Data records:
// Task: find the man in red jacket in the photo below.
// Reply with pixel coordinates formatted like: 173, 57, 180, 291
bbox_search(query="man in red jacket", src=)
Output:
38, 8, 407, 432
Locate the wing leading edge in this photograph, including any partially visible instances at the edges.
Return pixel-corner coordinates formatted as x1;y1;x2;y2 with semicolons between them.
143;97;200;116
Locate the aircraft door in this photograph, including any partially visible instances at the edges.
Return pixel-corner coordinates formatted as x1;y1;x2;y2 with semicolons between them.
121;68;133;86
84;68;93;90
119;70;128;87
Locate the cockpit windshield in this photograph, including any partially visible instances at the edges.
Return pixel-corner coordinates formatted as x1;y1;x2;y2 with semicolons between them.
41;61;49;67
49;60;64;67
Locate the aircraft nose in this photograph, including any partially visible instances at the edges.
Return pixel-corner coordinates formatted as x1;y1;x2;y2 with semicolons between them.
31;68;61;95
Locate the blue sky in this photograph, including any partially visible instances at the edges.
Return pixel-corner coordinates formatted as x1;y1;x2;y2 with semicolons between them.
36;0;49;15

_PROBLEM REQUIREMENTS:_ Lay out the records above as a two-column CSV with the header row request,answer and one row per request. Put the request text and its answer each in a single quoted field, with line breaks replaced by spaces.

_WRITTEN REPLY:_
request,answer
"// Task: find the man in red jacket in the photo below. // Reply with pixel coordinates formatted like: 173, 57, 180, 291 bbox_search(query=""man in red jacket"", src=) Output:","38, 8, 407, 432"
"Locate the wing leading edge in this photograph, including any partially visible instances at the edges. Return pixel-corner coordinates formatted as x1;y1;x2;y2 with semicolons between them.","143;97;200;116"
"Locate the aircraft door in this photograph, including any partially visible instances at the edges. Return pixel-corner coordinates formatted as x1;y1;x2;y2 with semicolons between them.","121;68;133;86 84;68;93;90 119;70;128;87"
"Locate the cockpit windshield in this photograph, including any partially visible instances at the edges. Return pixel-corner coordinates formatted as x1;y1;x2;y2 with semicolons between them.","41;61;49;67 49;60;64;67"
"Locate the aircraft nose in this photograph, including any partially visible instances at the edges. Return pixel-corner coordinates formatted as x1;y1;x2;y2 with semicolons between them.","31;68;61;95"
"Locate the blue sky in this photograph, including any partially visible instances at the edges. Return pixel-corner coordinates formatted as x1;y1;x2;y2 with semicolons between them.","36;0;49;15"